▶ Questions on the material:
• 1. In the personal blog post, how old was the writer's brother Siraj when he passed away?
• 2. Extend the personal blog post with a few sentences that carry on from its final sentence.

▶ Text section:

※

I made a goal to write here every week this year, and I’m well aware that I haven’t written in a couple of months. But a lot of things happened in my family and I didn’t want to write, I felt like I couldn’t. But I guess a combination of a three-day weekend and having my only English lesson of the day get canceled due to a student no show has left me awake very early and feeling a need to write.
My cousin passed away and we were all shocked and saddened by the news, it was deeply felt. As I get older I want to see more of my family, which surprises me at times but I love all my family no matter how much I see them. The last time I saw him was at a wedding and I had gone on my own. My mum was sick, my dad was in Pakistan and my brothers were both busy that day so it was just me hanging out with my dad’s side of the family and having a lovely time. I left wondering why we didn’t see each other more. I regret not knowing him more. As a writer and an artist, you always want to connect with people who share that creativity. My dad shared some of my cousin’s poetry with me, it was beautiful. I’m not putting this into words very well, there’s a deep ache of sadness there for my uncle, aunt, and cousins who lost their son and brother and for my cousin who was taken from us at too young an age. It’s made my parents talk more about my brother Siraj, who passed away when he was 4. I still don’t know a lot about him, and I miss him too even though I never knew him. Family is a strange but wonderful thing.
I’m thinking a lot about next year, whilst trying to deal with this year as it comes. I want to move country again and am watching the COVID situation carefully to see when I can. I’m waiting for my vaccination because I need to go back to the US to sort out my stuff and see my friends and family and then to Toronto because I’ve not been in over 10 years and a visit is long overdue. I’m not sure if I should feel bad for thinking about travel but some of this needs to be done before I can move anywhere else. I still want to go to Pakistan with my dad, I feel like opportunities to do so will lessen as the years go on and I need to do that now while the chance is there. There is a lot to do in a world that feels more and more unstable as the days go by. Perhaps that’s also why I’ve found it hard to write.

※

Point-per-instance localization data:

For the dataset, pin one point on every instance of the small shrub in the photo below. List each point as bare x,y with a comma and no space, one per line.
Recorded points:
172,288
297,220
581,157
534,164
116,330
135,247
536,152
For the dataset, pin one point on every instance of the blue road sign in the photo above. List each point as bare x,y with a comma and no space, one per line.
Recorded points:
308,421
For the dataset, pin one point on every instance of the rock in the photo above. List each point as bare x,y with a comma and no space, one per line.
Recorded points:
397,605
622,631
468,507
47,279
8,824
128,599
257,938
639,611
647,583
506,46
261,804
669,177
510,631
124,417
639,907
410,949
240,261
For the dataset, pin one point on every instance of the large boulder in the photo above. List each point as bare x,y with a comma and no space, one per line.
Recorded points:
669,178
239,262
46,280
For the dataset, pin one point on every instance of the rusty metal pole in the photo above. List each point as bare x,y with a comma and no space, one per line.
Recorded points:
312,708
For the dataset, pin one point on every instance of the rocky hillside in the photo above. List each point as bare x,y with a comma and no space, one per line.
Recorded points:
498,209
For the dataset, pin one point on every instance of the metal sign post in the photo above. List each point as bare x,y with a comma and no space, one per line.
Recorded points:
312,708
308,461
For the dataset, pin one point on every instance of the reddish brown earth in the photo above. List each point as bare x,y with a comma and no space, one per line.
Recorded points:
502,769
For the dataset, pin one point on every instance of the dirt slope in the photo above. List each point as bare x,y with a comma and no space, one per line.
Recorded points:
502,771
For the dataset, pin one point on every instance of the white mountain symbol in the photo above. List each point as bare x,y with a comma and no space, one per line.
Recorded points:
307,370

※

▶ Responses per task:
• 1. Siraj was 4 years old.

• 2.
Anyway, I have a studio now! In the attic in our house. I was painting in my bedroom before and my room is long and narrow and not made for doing arts and crafts at all. I had a tiny space to work in and was always cramped. Now I have this airy, large, bright space at the top of the house which is all set up and today was the first day where I’ve just been able to spend nearly all day upstairs making stuff. Today it was more making Eid presents but I’ve got paintings to finish too. I am counting down the days till half term where I have a week off from all my jobs so I can just make and create for a whole week with no one to bother me. I’m currently working seven days a week, which my cousin is calling my montage mode. Getting through the current to a goal in the future like in a film. So I work in a Montessori school five days a week part-time, nanny three afternoons a week, and teach English online at the weekends. The end goal is to have the savings to move again with ease and then the added bonus of lots of teaching experience. By the time I start applying for jobs in the summer, I’ll have almost 6 years of teaching experience combined with all my post-Grad Montessori stuff and my TEFL diploma and extra English teaching experience. I think it’s the first time I’ve ever felt confidently qualified for the jobs I’m applying for.
I cut my hair. There’s a new Necry Talkie album out soon and I am stoked for it and BTS has a new song out as well which I am too excited for. My art was featured on Channel 4 which was super cool. I’m going to start writing again. Let’s see how the summer goes.